Supplied records:
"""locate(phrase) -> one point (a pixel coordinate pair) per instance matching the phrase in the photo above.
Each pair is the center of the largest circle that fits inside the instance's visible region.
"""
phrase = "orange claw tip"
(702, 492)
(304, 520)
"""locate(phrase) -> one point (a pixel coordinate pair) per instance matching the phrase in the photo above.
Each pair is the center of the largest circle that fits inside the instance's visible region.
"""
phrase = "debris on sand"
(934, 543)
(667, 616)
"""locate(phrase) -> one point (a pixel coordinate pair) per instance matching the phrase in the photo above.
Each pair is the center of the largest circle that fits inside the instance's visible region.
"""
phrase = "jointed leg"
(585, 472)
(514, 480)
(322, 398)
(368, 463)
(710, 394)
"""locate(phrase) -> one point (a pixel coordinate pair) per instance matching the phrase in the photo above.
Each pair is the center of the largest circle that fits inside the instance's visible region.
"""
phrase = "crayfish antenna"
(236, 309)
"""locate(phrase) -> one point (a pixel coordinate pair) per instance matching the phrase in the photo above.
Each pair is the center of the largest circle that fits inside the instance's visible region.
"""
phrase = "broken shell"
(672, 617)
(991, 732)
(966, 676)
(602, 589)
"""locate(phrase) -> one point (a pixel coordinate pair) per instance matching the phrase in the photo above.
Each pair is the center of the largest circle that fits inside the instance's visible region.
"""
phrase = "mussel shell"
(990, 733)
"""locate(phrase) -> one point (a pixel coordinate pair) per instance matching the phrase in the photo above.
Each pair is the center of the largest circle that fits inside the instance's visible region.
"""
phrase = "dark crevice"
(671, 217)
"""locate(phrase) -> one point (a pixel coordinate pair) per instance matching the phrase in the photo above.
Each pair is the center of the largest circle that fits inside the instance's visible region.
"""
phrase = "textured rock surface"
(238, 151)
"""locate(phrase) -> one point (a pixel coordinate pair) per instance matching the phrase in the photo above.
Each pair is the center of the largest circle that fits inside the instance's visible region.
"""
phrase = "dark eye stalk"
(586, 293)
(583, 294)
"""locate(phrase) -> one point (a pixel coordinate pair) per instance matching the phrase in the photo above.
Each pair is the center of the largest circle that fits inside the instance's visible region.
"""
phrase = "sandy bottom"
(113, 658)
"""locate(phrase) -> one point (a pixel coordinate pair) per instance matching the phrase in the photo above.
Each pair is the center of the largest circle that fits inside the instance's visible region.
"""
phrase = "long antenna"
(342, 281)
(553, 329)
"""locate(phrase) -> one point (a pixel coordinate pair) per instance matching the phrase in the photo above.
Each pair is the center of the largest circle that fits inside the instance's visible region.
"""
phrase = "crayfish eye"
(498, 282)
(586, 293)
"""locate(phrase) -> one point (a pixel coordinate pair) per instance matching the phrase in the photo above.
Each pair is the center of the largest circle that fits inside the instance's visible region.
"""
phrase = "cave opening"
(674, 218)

Task brief:
Please return the data above exactly as given.

Expected answer:
"""locate(phrase) -> one point (a pixel coordinate pair) per instance matching the phrase in the photo above.
Each pair is the center of the largest circle that fits inside the instance's visible region.
"""
phrase = "orange claw tip"
(702, 492)
(304, 520)
"""locate(phrase) -> one point (a pixel coordinate pair) per instance matching the phrase in the photo above.
Each pair is the center of the largest circle that fits inside the instance's visible region.
"""
phrase = "debris on sand"
(934, 543)
(667, 616)
"""locate(phrase) -> one point (a pixel coordinate pair) per instance matching the phrase in the photo above.
Each pair is the center of the largest circle that fits inside the instance's visible region.
"""
phrase = "jointed leg"
(585, 472)
(514, 480)
(322, 398)
(368, 463)
(710, 394)
"""locate(phrase) -> one point (a pixel coordinate pair) per instance matching the phrase in the photo above.
Each pair is the center of the largest circle that fits inside the instance's visible region.
"""
phrase = "crayfish antenna"
(236, 309)
"""locate(phrase) -> one point (a pixel coordinate pair) per instance matching the phrase in the photo above.
Each pair is the center of the largest circle that fits inside the instance's visible region.
"""
phrase = "broken shell"
(672, 617)
(991, 732)
(966, 676)
(602, 589)
"""locate(phrase) -> one point (a pixel coordinate pair) per instance matching the phrase in the photo above.
Each pair is the center of the largest circle that fits inside the instance's visible region.
"""
phrase = "mussel shell"
(990, 733)
"""locate(phrase) -> one point (a pixel coordinate pair) per instance matching the phrase in the photo above.
Each pair is the center of the largest circle that fits inside the instance's visible region.
"""
phrase = "dark crevice"
(671, 217)
"""locate(phrase) -> one point (a pixel coordinate pair) per instance matching the phrase in the photo above.
Each pair is the center of the largest circle that fits inside the instance's visible region.
"""
phrase = "textured rock surface"
(238, 151)
"""locate(phrase) -> one point (a pixel coordinate pair) per instance matching the phrase in the photo above.
Each pair is the center of the largest circle that fits inside the instance's visible region.
"""
phrase = "dark eye stalk"
(586, 293)
(583, 294)
"""locate(phrase) -> one point (a pixel coordinate pair) per instance matching the phrase in the photo above.
Each pair is the center of the largest circle that fits inside the instance's visible region.
"""
phrase = "sandy bottom"
(113, 658)
"""locate(phrase) -> one point (a pixel coordinate pair) per instance matching the phrase in the photo above.
Each pair is the center of the largest circle that fits inside the instance's visible region.
"""
phrase = "long antenna"
(342, 281)
(553, 329)
"""locate(phrase) -> one point (a pixel coordinate pair) per instance matching the phrase in the photo above.
Each pair is the center of the largest circle that fits inside the instance's visible region.
"""
phrase = "crayfish eye"
(498, 282)
(586, 293)
"""locate(phrase) -> one point (a pixel coordinate pair) per instance matching the phrase in the photo above.
Each pair is the center of the largest circle that fits inside the instance's visible region.
"""
phrase = "cave opening"
(674, 218)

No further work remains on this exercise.